EXERCISE INPUT Start Marker

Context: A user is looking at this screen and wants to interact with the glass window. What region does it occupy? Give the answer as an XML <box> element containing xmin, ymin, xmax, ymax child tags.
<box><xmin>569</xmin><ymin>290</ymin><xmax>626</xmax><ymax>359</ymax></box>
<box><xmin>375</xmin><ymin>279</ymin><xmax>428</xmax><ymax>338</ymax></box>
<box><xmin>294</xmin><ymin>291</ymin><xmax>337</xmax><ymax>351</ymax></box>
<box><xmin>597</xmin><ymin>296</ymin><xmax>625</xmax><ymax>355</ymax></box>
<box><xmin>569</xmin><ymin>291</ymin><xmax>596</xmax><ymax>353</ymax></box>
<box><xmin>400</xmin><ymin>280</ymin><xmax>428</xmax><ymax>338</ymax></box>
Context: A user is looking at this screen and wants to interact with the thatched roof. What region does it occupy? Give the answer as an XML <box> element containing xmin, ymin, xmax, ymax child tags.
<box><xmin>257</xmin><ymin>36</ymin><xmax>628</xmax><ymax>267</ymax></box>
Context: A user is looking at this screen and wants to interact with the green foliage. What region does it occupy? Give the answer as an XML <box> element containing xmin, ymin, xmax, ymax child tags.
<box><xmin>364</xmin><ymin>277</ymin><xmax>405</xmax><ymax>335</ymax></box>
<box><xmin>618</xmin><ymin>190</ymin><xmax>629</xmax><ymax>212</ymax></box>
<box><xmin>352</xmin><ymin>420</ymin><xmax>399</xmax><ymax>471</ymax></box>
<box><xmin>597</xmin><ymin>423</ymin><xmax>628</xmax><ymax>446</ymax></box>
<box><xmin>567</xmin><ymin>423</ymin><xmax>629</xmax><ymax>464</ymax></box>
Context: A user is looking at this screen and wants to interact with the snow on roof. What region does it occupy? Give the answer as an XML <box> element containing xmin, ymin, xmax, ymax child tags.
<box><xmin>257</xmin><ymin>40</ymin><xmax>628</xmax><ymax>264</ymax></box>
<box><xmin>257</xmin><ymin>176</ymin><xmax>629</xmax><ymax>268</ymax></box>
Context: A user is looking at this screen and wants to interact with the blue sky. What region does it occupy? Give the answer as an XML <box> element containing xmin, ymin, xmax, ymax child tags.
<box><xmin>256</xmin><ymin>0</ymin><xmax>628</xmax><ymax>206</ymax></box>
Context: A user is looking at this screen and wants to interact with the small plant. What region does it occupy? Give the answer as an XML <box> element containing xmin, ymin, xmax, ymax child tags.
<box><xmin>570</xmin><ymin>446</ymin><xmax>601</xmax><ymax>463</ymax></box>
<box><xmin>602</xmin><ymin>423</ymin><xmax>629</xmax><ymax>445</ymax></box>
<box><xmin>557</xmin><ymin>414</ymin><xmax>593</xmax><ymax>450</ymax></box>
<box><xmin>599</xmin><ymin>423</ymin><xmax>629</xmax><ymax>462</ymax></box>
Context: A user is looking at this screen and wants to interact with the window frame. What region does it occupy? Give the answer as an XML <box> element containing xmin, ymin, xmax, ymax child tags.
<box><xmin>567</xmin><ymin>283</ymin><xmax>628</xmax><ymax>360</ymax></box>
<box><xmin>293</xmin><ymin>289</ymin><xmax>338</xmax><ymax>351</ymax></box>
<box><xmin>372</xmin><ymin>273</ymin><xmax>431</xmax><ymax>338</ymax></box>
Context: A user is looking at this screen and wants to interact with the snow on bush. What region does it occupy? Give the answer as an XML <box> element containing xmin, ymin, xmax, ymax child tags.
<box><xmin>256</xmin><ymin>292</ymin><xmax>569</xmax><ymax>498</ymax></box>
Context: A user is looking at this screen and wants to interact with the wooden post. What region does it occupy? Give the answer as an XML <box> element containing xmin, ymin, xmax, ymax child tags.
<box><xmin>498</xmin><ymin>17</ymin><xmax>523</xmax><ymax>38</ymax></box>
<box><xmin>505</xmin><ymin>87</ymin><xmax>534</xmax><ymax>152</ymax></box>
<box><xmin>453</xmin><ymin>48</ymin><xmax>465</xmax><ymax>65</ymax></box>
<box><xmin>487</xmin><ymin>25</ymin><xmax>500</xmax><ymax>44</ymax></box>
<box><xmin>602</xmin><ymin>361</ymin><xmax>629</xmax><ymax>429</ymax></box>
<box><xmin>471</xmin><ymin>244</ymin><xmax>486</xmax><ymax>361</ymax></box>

EXERCISE INPUT End Marker

### ABOUT THIS EXERCISE
Repeat all of the entries exactly.

### TASK ANSWER
Context: A user is looking at this screen and wants to interact with the glass window. What region does it occupy? Give the answer as an XML <box> element containing xmin, ymin, xmax, ymax child tags.
<box><xmin>569</xmin><ymin>290</ymin><xmax>626</xmax><ymax>359</ymax></box>
<box><xmin>375</xmin><ymin>279</ymin><xmax>428</xmax><ymax>338</ymax></box>
<box><xmin>294</xmin><ymin>291</ymin><xmax>337</xmax><ymax>351</ymax></box>
<box><xmin>597</xmin><ymin>296</ymin><xmax>625</xmax><ymax>355</ymax></box>
<box><xmin>569</xmin><ymin>291</ymin><xmax>596</xmax><ymax>353</ymax></box>
<box><xmin>400</xmin><ymin>280</ymin><xmax>428</xmax><ymax>338</ymax></box>
Context: A user is looking at this screen and wants to interact with the thatched roof. What region does it occupy? Give the answer as an XML <box> element containing xmin, ymin, xmax, ymax child tags.
<box><xmin>257</xmin><ymin>36</ymin><xmax>628</xmax><ymax>267</ymax></box>
Context: A user is looking at this screen and wants to interact with the green foliage. What region does it occupy? Give the answer as an XML <box> element containing xmin, ymin, xmax, ymax child tags.
<box><xmin>364</xmin><ymin>277</ymin><xmax>405</xmax><ymax>335</ymax></box>
<box><xmin>618</xmin><ymin>190</ymin><xmax>629</xmax><ymax>212</ymax></box>
<box><xmin>352</xmin><ymin>420</ymin><xmax>399</xmax><ymax>471</ymax></box>
<box><xmin>597</xmin><ymin>423</ymin><xmax>628</xmax><ymax>446</ymax></box>
<box><xmin>567</xmin><ymin>423</ymin><xmax>629</xmax><ymax>464</ymax></box>
Context: A user is looking at this screen and wants to interact with the snow on roof. What region does it occupy? Give the answer as an XML <box> element containing xmin, ymin, xmax, ymax child tags.
<box><xmin>257</xmin><ymin>40</ymin><xmax>628</xmax><ymax>264</ymax></box>
<box><xmin>257</xmin><ymin>176</ymin><xmax>629</xmax><ymax>268</ymax></box>
Context: A user is looking at this screen and wants to interact with the blue sky. What region does it occupy? Give the answer as an XML <box> element containing xmin, ymin, xmax, ymax child tags.
<box><xmin>256</xmin><ymin>0</ymin><xmax>628</xmax><ymax>206</ymax></box>
Context: A user is looking at this screen and wants to interact with the small plant. What region does it occupy? Give the answer as an XML <box> element containing xmin, ymin, xmax, ymax child tags.
<box><xmin>570</xmin><ymin>446</ymin><xmax>601</xmax><ymax>463</ymax></box>
<box><xmin>602</xmin><ymin>423</ymin><xmax>629</xmax><ymax>445</ymax></box>
<box><xmin>557</xmin><ymin>414</ymin><xmax>593</xmax><ymax>450</ymax></box>
<box><xmin>599</xmin><ymin>423</ymin><xmax>629</xmax><ymax>462</ymax></box>
Context: A user is looking at this screen and wants to interact with the window frame. What region does it occupy? Give the answer as an XML <box> element containing xmin, ymin, xmax, ymax child tags.
<box><xmin>567</xmin><ymin>283</ymin><xmax>628</xmax><ymax>360</ymax></box>
<box><xmin>293</xmin><ymin>289</ymin><xmax>338</xmax><ymax>351</ymax></box>
<box><xmin>372</xmin><ymin>273</ymin><xmax>431</xmax><ymax>338</ymax></box>
Context: A user is looking at this screen and wants to interact with the snow on bush. What region does it occupy? Give the answer as an XML <box> element containing xmin, ymin, xmax, ymax child tags.
<box><xmin>256</xmin><ymin>292</ymin><xmax>569</xmax><ymax>498</ymax></box>
Context: A user is looking at this screen and wants to interact with the wooden post. What region does it occupy? Give the answer as an XML <box> element containing xmin, ymin, xmax, ymax child tags.
<box><xmin>498</xmin><ymin>17</ymin><xmax>523</xmax><ymax>38</ymax></box>
<box><xmin>505</xmin><ymin>87</ymin><xmax>534</xmax><ymax>152</ymax></box>
<box><xmin>453</xmin><ymin>48</ymin><xmax>465</xmax><ymax>65</ymax></box>
<box><xmin>487</xmin><ymin>25</ymin><xmax>500</xmax><ymax>44</ymax></box>
<box><xmin>602</xmin><ymin>361</ymin><xmax>629</xmax><ymax>429</ymax></box>
<box><xmin>471</xmin><ymin>244</ymin><xmax>486</xmax><ymax>361</ymax></box>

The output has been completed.